- **Your instructions**
Search the records for "balcony" and copy each line that holds it.

(Source information Opens)

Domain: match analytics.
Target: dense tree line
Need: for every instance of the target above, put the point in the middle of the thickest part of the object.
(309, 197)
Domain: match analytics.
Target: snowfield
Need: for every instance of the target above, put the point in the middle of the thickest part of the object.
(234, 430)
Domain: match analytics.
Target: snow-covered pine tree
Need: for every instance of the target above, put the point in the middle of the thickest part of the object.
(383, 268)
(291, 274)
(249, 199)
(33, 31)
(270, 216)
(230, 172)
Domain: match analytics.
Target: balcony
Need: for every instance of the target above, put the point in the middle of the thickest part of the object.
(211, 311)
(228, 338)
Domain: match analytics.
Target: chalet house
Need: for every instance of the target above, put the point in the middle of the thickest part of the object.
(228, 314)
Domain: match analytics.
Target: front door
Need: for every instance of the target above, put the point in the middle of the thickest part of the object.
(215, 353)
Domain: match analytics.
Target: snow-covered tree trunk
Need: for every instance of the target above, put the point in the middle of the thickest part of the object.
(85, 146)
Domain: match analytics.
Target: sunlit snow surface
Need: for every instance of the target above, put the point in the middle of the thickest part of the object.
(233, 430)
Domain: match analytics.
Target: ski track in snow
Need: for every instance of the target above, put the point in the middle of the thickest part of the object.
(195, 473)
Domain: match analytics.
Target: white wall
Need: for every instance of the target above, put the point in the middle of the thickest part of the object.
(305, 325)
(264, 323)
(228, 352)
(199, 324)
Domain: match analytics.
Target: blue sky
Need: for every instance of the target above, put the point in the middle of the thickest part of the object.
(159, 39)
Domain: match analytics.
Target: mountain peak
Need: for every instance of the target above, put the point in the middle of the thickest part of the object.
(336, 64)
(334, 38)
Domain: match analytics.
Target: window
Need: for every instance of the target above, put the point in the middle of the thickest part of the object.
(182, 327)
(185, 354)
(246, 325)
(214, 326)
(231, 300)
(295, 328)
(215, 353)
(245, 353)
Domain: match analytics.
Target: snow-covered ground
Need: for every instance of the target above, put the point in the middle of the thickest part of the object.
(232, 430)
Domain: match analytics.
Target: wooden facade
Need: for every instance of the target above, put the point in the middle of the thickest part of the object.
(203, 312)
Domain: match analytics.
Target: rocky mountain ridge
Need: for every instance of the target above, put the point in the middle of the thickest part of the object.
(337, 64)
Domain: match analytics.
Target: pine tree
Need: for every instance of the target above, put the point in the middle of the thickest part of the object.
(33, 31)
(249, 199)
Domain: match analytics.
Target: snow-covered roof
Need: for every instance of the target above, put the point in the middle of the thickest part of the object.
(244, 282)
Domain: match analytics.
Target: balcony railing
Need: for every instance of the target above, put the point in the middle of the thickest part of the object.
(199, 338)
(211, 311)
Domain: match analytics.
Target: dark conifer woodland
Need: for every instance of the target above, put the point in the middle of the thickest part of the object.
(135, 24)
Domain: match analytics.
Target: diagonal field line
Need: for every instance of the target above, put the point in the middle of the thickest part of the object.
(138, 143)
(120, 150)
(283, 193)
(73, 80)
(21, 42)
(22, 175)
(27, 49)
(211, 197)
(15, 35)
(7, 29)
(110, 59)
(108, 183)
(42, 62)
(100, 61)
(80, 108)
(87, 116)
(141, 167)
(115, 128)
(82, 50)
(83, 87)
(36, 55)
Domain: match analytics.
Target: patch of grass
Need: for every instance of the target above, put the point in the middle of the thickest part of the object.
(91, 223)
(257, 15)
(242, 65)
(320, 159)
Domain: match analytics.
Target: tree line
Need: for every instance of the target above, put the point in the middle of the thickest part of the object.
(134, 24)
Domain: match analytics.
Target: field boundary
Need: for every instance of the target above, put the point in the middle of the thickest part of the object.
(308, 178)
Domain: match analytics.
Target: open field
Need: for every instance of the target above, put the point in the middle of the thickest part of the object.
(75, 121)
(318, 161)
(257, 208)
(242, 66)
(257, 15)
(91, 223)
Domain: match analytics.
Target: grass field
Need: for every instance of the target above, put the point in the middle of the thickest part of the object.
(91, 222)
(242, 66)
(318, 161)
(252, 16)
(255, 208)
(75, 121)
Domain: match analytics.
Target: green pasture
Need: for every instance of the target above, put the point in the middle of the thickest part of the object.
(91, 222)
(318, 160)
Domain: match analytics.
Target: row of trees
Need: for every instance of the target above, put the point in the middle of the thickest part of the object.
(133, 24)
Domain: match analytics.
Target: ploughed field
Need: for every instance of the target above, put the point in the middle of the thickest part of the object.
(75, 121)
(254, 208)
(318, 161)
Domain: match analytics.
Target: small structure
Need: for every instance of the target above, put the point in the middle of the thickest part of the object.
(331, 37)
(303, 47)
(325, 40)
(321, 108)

(Source information Closes)

- **Exercise solution**
Target: balcony
Target: balcony railing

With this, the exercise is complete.